Write out the complete material exactly as it stands.

-- Start RECORDED DATA --

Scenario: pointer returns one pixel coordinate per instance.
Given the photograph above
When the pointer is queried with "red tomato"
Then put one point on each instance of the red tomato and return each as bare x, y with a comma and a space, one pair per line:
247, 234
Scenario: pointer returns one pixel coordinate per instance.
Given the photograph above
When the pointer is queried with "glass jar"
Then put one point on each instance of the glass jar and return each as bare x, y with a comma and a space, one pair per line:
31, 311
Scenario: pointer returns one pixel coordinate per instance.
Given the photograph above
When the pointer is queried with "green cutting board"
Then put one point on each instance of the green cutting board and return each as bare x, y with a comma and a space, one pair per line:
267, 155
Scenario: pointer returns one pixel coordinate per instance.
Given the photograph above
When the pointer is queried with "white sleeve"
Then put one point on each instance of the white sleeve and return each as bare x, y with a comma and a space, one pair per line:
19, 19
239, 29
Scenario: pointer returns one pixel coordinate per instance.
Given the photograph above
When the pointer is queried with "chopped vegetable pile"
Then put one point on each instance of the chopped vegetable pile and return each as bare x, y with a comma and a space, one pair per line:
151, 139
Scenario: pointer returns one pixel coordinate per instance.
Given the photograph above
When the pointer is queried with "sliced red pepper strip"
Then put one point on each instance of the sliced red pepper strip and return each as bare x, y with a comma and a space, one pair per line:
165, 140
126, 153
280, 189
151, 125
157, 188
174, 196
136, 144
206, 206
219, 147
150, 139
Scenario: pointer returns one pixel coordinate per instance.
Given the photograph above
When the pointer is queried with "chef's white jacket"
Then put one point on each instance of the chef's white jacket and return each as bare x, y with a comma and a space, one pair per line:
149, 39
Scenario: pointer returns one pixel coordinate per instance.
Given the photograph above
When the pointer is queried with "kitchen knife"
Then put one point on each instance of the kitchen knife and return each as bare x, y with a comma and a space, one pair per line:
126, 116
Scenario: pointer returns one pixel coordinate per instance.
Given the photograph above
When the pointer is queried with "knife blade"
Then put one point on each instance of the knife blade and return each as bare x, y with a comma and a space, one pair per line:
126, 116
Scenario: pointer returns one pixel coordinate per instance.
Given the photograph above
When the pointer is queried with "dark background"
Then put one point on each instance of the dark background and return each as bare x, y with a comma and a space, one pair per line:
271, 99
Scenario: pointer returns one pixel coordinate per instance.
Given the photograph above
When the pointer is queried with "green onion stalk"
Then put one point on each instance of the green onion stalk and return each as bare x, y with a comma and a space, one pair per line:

-- End RECORDED DATA --

> **EXERCISE RESULT**
Scenario: pointer returns one pixel coordinate per instance.
Given the photograph above
When the pointer is queried with "red tomato"
Then put one point on each instance of the red tomato and return each as bare x, y with a comma and a space, one pair per line:
247, 234
Scenario: pointer returns one pixel coordinate per instance.
Given the photograph above
When the pointer is queried with "glass jar"
Then put one point on each instance of the glass jar and return each as bare x, y with a comma and a space, one pair per line:
31, 311
Scenario: pointer returns one pixel coordinate per instance.
Given the photograph above
When the pointer is queried with "green cutting board"
Then put one point on each instance of the green cutting board and return each as bare x, y with a comma and a space, one pair per line:
267, 155
Scenario: pointer returns one pixel coordinate per instance.
Given the photograph above
When the pointer is queried with "white sleeve"
Then put one point on each instance of the white sleeve and return each as bare x, y with a comma and a space, one pair per line:
19, 19
239, 29
Scenario: pointer returns one pixel coordinate per instance.
Given the photograph above
When the pointer is queried with "chopped vegetable pile"
Then put one point on each instance of the chopped vegetable pile and return each as bare x, y with a comma and a space, one pair per line:
151, 139
Scenario: pointer returns one pixel coordinate per instance.
Given the photograph above
When the pointer is queried with "sliced red pepper strip"
Then put one point on each instance of the sliced red pepper strip and return each as bare x, y with a comma and a space, one pair per line:
165, 140
126, 153
280, 189
151, 125
157, 188
174, 196
136, 144
206, 206
219, 147
150, 139
Scenario: pointer returns one pixel coordinate per instance.
Given the photograph above
When the pointer is queried with "chef's white jacket"
Then put one point on each instance of the chef's white jacket and return each as bare x, y with a comma and a space, one pair per line:
149, 39
Scenario: pointer returns one pixel coordinate per instance.
Given the photograph above
When the pointer is queried with "kitchen knife"
Then put one point on each instance of the kitchen knife and return each as bare x, y with a comma and a space, one pair per line:
126, 116
Scenario: pointer returns one pixel coordinate per instance.
Given the photograph above
When the pointer is queried with "knife blade"
Then put one point on each instance of the knife blade and return each as bare x, y with a comma and a space, one pair per line:
126, 116
Scenario: pointer returns one pixel coordinate per instance.
Given the photograph above
When the pointer is queried with "dark background"
Then put one point on each instance of the dark background and return each as bare x, y with a comma and a space, one pair per line:
271, 99
Scenario: pointer returns one pixel coordinate per instance.
Given the photograph above
When the pointer is queried with "green onion stalk"
Then put one point on each instance of the green onion stalk and return each as bare x, y with a comma and a space, one pair per line:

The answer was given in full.